_Your objective_
Reproduce every item below character for character, keeping them in their original order.

** START OF Data to process **

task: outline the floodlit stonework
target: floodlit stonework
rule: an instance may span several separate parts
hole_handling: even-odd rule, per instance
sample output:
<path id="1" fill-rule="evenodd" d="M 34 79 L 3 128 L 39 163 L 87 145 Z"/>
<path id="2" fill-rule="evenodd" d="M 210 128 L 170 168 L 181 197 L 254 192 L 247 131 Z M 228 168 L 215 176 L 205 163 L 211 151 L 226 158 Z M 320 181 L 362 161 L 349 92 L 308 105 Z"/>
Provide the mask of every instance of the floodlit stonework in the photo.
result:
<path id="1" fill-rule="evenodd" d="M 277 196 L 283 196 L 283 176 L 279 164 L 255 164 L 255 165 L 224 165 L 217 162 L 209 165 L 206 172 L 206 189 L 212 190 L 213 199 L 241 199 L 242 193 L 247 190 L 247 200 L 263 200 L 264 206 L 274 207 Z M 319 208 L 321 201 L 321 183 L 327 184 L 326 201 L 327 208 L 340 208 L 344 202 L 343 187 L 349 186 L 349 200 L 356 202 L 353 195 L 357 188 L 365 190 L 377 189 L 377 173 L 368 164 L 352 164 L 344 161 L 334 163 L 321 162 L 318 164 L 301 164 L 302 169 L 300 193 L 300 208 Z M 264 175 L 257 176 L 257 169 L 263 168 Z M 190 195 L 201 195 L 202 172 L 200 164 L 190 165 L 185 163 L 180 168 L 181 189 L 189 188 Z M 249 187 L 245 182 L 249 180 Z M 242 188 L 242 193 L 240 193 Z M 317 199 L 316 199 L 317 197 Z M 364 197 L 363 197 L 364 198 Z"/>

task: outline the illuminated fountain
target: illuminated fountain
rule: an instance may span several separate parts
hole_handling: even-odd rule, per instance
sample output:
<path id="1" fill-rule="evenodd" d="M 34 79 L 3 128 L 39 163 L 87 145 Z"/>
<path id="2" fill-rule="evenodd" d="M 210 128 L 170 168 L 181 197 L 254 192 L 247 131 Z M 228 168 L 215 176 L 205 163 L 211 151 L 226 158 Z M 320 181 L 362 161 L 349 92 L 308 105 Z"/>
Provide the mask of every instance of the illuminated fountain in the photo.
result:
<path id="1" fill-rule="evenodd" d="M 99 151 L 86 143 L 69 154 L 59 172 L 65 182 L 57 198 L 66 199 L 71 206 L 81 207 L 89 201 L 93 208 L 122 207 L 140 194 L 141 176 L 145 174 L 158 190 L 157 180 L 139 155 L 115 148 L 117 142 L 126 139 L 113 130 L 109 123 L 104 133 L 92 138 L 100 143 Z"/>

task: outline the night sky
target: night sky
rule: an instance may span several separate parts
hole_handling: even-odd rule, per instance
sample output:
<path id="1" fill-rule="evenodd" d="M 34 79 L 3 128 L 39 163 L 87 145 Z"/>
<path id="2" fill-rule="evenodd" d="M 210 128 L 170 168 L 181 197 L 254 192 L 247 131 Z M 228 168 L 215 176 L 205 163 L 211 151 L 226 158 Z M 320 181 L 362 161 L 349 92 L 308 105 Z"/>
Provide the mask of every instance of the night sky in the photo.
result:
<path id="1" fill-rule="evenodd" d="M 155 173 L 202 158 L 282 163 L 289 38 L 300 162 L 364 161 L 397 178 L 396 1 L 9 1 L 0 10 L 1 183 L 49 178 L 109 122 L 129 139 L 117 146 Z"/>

** END OF Data to process **

_Response to the exercise_
task: outline the floodlit stonework
target: floodlit stonework
rule: an instance may span several separate parts
hole_handling: even-odd rule, per instance
sample output:
<path id="1" fill-rule="evenodd" d="M 34 79 L 3 128 L 39 163 L 87 145 Z"/>
<path id="2" fill-rule="evenodd" d="M 210 128 L 170 168 L 181 197 L 254 192 L 247 131 Z M 228 168 L 215 176 L 205 163 L 211 151 L 226 158 Z M 320 181 L 362 161 L 349 92 L 308 105 Z"/>
Provide the mask of every instance of the floodlit stonework in the photo.
result:
<path id="1" fill-rule="evenodd" d="M 277 196 L 283 196 L 283 176 L 279 164 L 255 164 L 255 165 L 224 165 L 217 162 L 209 165 L 206 172 L 206 189 L 212 190 L 213 199 L 241 199 L 242 193 L 247 190 L 247 200 L 263 200 L 264 206 L 274 207 Z M 319 208 L 321 201 L 321 183 L 327 184 L 326 201 L 327 208 L 340 208 L 344 202 L 343 187 L 349 186 L 349 200 L 356 202 L 353 195 L 357 188 L 365 190 L 377 189 L 377 173 L 368 164 L 352 164 L 344 161 L 334 163 L 321 162 L 318 164 L 301 164 L 302 169 L 300 193 L 300 208 Z M 264 175 L 257 176 L 257 169 L 263 168 Z M 190 195 L 201 195 L 202 172 L 200 164 L 190 165 L 185 163 L 180 168 L 181 189 L 189 188 Z M 249 187 L 245 182 L 249 180 Z M 242 188 L 242 193 L 240 193 Z M 317 199 L 316 199 L 317 197 Z M 364 197 L 363 197 L 364 198 Z"/>

task: outline the illuminated fountain
target: illuminated fountain
rule: an instance may span several separate parts
hole_handling: even-odd rule, per instance
sample output:
<path id="1" fill-rule="evenodd" d="M 34 79 L 3 128 L 39 163 L 87 145 Z"/>
<path id="2" fill-rule="evenodd" d="M 210 128 L 170 168 L 181 197 L 254 192 L 247 131 Z M 228 168 L 215 176 L 205 163 L 211 151 L 226 158 Z M 320 181 L 362 161 L 349 92 L 308 105 Z"/>
Provide the mask of every instance of the illuminated fountain in the photo.
result:
<path id="1" fill-rule="evenodd" d="M 99 151 L 86 143 L 69 154 L 59 172 L 65 182 L 57 198 L 66 199 L 71 206 L 81 207 L 89 201 L 93 208 L 122 207 L 140 194 L 141 176 L 145 174 L 158 190 L 157 180 L 139 155 L 115 148 L 117 142 L 126 139 L 113 130 L 109 123 L 104 133 L 92 138 L 100 143 Z"/>

task: outline the night sky
target: night sky
rule: an instance may span several separate parts
hole_handling: even-odd rule, per instance
sample output:
<path id="1" fill-rule="evenodd" d="M 34 79 L 3 128 L 39 163 L 87 145 Z"/>
<path id="2" fill-rule="evenodd" d="M 210 128 L 170 168 L 181 197 L 254 192 L 247 131 Z M 228 168 L 215 176 L 205 163 L 211 151 L 226 158 Z M 320 181 L 362 161 L 349 92 L 308 105 Z"/>
Provide the mask of every instance of the night sky in the photo.
result:
<path id="1" fill-rule="evenodd" d="M 155 173 L 202 158 L 282 163 L 289 38 L 300 162 L 364 161 L 397 178 L 396 1 L 9 1 L 0 10 L 1 183 L 49 178 L 109 122 L 129 139 L 117 146 Z"/>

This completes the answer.